-- EXERCISE 1 --
According to the kernel module passage, at what address does the module loader place symbols?
-- EXERCISE 2 --
List every field name in the kernel module passage that begins with "st_" or "sh_".
-- EXERCISE 3 --
Write out the kernel module passage between "For kernel modules" and "kvm-intel.ko has sh_addr=0x1e90.", inclusive.

For kernel modules (ET_REL), st_value is a section-relative
offset. The module loader ignores sh_addr entirely and places
symbols at module_base + st_value. Converting to file offset
requires only adding sh_offset; subtracting sh_addr introduces an
error equal to sh_addr bytes.
When .text has sh_addr == 0 -- the historical norm for simple
modules -- both formulas produce the same result and the bug is
latent. As modules gain more metadata sections before .text (.note,
.static_call.text, etc.), the linker assigns .text a non-zero
sh_addr, exposing the defect. For example, nfsd.ko on this kernel
has sh_addr=0xa80, kvm-intel.ko has sh_addr=0x1e90.

Extracted data entries

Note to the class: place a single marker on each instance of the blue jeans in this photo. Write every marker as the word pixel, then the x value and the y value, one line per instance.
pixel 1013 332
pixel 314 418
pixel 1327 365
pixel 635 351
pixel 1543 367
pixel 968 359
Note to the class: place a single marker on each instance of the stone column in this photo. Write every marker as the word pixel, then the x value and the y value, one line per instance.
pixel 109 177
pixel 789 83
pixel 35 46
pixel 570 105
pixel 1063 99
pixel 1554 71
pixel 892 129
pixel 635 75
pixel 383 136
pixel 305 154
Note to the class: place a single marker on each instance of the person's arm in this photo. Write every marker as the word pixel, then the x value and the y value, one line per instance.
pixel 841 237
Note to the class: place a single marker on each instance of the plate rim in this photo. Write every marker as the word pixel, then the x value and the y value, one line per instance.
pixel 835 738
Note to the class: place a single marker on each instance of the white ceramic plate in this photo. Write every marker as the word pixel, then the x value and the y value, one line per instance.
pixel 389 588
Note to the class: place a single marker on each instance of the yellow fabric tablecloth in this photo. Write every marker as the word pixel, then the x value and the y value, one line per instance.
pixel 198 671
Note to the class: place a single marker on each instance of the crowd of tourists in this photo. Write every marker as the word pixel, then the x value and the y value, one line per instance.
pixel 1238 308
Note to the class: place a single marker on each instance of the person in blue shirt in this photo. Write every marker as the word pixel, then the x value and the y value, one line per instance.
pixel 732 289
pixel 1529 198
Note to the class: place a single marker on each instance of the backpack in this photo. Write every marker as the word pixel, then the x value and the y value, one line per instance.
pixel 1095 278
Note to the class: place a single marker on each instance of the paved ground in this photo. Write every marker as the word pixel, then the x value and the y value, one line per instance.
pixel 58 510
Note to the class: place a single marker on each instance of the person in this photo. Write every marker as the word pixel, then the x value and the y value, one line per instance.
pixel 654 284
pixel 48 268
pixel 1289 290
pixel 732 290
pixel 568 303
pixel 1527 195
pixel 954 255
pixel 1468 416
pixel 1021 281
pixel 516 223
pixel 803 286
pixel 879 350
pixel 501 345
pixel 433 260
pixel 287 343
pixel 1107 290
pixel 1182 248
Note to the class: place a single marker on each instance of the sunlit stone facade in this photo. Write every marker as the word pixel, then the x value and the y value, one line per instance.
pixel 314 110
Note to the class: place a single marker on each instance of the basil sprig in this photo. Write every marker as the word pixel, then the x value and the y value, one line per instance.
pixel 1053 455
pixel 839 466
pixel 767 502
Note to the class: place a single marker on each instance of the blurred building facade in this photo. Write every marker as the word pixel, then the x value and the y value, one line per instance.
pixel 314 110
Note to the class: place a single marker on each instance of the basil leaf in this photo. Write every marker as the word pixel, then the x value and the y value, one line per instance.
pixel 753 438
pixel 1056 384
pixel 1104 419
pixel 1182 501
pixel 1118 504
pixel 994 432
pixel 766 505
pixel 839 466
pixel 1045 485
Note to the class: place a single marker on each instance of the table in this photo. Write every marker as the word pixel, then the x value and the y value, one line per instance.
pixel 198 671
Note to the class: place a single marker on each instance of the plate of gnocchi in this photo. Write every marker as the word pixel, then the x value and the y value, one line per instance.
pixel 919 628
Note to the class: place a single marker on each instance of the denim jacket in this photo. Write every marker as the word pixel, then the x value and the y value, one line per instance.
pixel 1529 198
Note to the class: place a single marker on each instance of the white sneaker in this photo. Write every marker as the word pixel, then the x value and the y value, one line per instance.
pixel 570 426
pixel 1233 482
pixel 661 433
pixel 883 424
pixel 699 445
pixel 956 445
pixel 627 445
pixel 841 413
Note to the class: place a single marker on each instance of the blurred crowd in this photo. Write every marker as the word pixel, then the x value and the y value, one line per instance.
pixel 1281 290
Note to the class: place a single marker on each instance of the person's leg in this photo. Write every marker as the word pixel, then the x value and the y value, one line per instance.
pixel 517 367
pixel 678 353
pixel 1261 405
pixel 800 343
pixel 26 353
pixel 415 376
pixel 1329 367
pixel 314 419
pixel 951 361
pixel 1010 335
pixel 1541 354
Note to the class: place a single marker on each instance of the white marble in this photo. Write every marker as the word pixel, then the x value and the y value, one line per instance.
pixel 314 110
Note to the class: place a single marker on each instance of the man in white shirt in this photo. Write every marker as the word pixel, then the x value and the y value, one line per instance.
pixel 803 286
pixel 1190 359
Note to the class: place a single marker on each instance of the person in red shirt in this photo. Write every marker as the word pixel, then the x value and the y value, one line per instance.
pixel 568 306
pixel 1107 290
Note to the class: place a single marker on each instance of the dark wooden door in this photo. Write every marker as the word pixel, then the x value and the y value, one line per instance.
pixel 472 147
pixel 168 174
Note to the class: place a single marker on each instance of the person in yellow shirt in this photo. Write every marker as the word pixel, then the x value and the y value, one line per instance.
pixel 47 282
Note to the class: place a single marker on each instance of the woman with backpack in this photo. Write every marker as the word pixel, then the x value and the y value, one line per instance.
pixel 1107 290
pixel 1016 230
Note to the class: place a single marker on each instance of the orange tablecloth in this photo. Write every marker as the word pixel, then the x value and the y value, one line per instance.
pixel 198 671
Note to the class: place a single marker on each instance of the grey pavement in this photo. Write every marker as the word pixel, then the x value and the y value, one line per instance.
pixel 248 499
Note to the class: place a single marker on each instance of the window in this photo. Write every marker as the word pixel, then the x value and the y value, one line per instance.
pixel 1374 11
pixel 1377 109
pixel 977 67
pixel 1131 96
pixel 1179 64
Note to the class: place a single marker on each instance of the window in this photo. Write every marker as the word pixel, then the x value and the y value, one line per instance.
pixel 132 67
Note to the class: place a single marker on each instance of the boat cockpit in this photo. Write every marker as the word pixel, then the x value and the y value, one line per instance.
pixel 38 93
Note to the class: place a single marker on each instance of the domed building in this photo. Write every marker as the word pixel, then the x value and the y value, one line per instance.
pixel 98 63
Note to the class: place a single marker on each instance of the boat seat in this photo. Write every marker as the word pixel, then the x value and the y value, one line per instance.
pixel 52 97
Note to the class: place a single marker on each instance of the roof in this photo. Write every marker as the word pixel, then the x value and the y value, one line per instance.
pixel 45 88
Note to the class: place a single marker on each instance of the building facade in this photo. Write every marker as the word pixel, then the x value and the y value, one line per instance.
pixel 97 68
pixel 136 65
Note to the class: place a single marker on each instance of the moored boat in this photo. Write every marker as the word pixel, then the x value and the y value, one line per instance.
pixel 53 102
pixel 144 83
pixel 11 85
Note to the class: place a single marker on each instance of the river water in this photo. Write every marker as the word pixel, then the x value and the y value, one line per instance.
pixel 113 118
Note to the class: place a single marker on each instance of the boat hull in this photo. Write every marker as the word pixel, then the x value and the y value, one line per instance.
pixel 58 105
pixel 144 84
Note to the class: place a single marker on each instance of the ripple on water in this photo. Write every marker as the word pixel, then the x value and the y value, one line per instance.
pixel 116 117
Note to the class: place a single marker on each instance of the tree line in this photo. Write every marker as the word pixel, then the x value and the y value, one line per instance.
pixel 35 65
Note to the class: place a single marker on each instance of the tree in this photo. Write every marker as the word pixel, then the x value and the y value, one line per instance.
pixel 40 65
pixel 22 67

-- REPLY 1 --
At module_base + st_value.

-- REPLY 2 --
st_value, sh_addr, sh_offset

-- REPLY 3 --
For kernel modules (ET_REL), st_value is a section-relative
offset. The module loader ignores sh_addr entirely and places
symbols at module_base + st_value. Converting to file offset
requires only adding sh_offset; subtracting sh_addr introduces an
error equal to sh_addr bytes.
When .text has sh_addr == 0 -- the historical norm for simple
modules -- both formulas produce the same result and the bug is
latent. As modules gain more metadata sections before .text (.note,
.static_call.text, etc.), the linker assigns .text a non-zero
sh_addr, exposing the defect. For example, nfsd.ko on this kernel
has sh_addr=0xa80, kvm-intel.ko has sh_addr=0x1e90.